In [1]:

    
import numpy as np
import scipy.io as spio
import h5py
import cv2
from os.path import join as pjoin
from os import listdir
from re import compile as recompile
from collections import Counter



In [2]:

    
%matplotlib inline

# Font which got unicode math stuff.
import matplotlib as mpl
mpl.rcParams['font.family'] = 'DejaVu Sans'

# Much more readable plots
import matplotlib.pyplot as plt
plt.style.use('ggplot')



In [3]:

    
import lbtoolbox.plotting as lbplt
import lbtoolbox.util as lbu

IDIAP Subset

Not interesting, we always work with the full data.

IDIAP Full

Some utilities to get sensible data structures out of MATLAB-generated HDF5 files...



In [4]:

    
def extract_array(mat, ref, dtype=np.float32):
    N = len(ref)
    arr = np.empty(N, dtype=dtype) # mat[ref[0,0]].dtype
    for i in range(N):
        arr[i] = mat[ref[i,0]][0,0]
    return arr



In [5]:

    
def read_tosato(folder):
    mat_full = h5py.File(pjoin(folder, 'or_label_full.mat'))

    def loadall(traintest):
        container = mat_full['or_label_' + traintest]
        Pte = extract_array(mat_full, container['pan'])
        Tte = extract_array(mat_full, container['tilt'])
        Rte = extract_array(mat_full, container['roll'])
        return Pte, Tte, Rte

    return loadall('train'), loadall('test')

tosato_ihdp = read_tosato('data/IHDPHeadPose')
(Ptr, Ttr, Rtr), (Pte, Tte, Rte) = tosato_ihdp



In [6]:

    
lbu.printnow('{} files in Training.', len(Ptr))
lbu.printnow('{} files in Testing.', len(Pte))









    



42304 files in Training.
23991 files in Testing.

Have a look at the label frequencies



In [7]:

    
fig, axes = plt.subplots(2, 3, figsize=(16,8), sharex=True, sharey=True)
axes[0,0].hist(np.rad2deg(Ptr), bins=32)
axes[1,0].hist(np.rad2deg(Pte), bins=32)
axes[0,1].hist(np.rad2deg(Ttr), bins=32)
axes[1,1].hist(np.rad2deg(Tte), bins=32)
axes[0,2].hist(np.rad2deg(Rtr), bins=32)
axes[1,2].hist(np.rad2deg(Rte), bins=32)
axes[0,0].set_title('Trainset pan angles')
axes[1,0].set_title('Testset pan angles')
axes[0,1].set_title('Trainset tilt angles')
* * * * * * * * *
*Short exercise 1*
From the head-pose notebook above, repeat everything from "tosato_ihdp = read_tosato('data/IHDPHeadPose')" down to "in Testing.', len(Pte))".
*Short exercise 2*
For each statement below, say yes or no according to the head-pose notebook above, and quote the words that decide it. (a) The training split contains 42304 files. (b) Each histogram of angles is drawn with 64 bins. (c) The work relies on the IDIAP subset rather than the full data.
* * * * * * * * *
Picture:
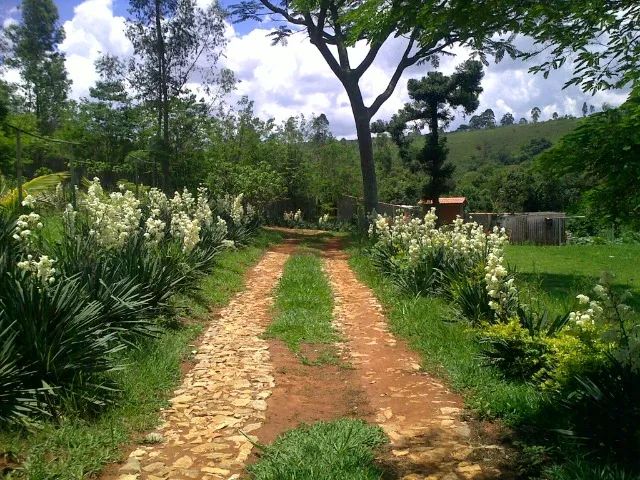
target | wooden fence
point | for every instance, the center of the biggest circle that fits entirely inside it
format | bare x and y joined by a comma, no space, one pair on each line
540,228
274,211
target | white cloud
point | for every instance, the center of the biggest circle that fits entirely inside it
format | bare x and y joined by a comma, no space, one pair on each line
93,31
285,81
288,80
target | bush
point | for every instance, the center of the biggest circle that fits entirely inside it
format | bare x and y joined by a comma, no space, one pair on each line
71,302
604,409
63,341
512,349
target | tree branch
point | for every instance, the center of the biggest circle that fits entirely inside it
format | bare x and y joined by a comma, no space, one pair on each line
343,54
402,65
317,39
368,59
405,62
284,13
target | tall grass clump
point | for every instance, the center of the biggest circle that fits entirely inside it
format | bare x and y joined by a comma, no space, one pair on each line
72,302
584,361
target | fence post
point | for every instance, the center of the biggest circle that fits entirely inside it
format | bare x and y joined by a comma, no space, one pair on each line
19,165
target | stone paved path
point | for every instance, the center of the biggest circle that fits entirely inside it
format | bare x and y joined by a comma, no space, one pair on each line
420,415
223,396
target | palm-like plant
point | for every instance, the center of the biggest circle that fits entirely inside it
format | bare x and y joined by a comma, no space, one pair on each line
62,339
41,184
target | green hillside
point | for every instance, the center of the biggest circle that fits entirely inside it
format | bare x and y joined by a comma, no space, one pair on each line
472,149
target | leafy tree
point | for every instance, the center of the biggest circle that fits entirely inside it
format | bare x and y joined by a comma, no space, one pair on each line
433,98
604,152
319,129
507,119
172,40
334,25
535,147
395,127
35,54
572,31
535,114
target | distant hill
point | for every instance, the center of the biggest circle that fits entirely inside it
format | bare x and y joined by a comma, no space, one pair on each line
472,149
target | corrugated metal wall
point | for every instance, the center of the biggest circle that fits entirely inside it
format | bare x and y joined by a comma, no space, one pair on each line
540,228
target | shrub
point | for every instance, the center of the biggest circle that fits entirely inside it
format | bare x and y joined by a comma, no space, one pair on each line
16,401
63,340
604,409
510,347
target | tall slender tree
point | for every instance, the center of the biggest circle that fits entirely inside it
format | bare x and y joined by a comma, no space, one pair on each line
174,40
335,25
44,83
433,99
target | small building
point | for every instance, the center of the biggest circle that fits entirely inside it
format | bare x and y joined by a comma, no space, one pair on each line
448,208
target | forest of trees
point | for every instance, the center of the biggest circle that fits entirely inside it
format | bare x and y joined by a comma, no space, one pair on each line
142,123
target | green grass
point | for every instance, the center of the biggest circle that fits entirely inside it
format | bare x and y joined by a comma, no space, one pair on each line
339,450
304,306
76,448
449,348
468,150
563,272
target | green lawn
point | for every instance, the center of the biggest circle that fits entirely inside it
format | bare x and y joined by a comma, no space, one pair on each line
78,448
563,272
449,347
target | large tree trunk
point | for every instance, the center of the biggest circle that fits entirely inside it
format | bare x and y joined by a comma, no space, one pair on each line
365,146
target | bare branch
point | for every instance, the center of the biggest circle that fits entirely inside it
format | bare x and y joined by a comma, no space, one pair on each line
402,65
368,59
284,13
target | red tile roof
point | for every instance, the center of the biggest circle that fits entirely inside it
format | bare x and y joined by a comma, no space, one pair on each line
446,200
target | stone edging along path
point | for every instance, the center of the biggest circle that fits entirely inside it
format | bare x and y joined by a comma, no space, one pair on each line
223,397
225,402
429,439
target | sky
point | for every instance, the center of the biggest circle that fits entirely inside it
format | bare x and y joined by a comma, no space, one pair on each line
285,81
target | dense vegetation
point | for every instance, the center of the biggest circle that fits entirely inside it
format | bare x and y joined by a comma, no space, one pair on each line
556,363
* * * * * * * * *
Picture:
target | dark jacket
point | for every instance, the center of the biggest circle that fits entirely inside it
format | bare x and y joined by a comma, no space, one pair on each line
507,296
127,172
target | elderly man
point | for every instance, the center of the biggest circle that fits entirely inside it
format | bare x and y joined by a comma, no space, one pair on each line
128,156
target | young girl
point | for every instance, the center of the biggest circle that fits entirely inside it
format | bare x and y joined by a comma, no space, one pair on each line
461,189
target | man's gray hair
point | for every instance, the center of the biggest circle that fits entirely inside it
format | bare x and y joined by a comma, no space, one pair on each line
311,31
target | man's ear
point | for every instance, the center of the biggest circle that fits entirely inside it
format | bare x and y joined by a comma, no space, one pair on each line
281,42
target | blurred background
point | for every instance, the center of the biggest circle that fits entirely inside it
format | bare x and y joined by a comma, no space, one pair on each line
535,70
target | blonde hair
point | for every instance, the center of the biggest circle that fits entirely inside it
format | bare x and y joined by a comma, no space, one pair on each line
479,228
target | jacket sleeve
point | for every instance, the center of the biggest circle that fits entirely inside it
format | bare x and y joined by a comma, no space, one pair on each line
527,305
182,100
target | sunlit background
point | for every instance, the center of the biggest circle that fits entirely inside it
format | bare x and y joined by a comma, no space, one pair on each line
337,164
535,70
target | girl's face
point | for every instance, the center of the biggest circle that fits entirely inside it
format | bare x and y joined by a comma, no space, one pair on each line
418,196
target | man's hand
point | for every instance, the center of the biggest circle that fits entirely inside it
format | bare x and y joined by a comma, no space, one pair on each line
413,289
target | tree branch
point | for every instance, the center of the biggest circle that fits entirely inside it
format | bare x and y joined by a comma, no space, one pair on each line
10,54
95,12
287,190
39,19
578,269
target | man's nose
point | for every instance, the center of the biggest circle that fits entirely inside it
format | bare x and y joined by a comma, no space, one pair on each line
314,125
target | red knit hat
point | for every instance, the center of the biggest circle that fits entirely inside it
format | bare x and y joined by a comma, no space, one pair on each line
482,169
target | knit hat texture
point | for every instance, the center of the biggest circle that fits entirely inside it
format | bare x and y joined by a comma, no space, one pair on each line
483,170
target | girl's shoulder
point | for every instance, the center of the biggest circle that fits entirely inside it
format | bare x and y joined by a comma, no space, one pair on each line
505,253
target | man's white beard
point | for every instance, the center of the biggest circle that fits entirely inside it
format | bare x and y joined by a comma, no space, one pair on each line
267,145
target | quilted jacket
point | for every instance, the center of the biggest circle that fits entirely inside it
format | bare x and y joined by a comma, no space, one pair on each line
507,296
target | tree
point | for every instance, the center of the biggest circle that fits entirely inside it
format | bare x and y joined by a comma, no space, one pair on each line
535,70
* * * * * * * * *
*Task solution 1*
tosato_ihdp = read_tosato('data/IHDPHeadPose')
(Ptr, Ttr, Rtr), (Pte, Tte, Rte) = tosato_ihdp



In [6]:

    
lbu.printnow('{} files in Training.', len(Ptr))
lbu.printnow('{} files in Testing.', len(Pte))

*Task solution 2*
(a) Yes: "42304 files in Training."
(b) No: "bins=32"
(c) No: "Not interesting, we always work with the full data."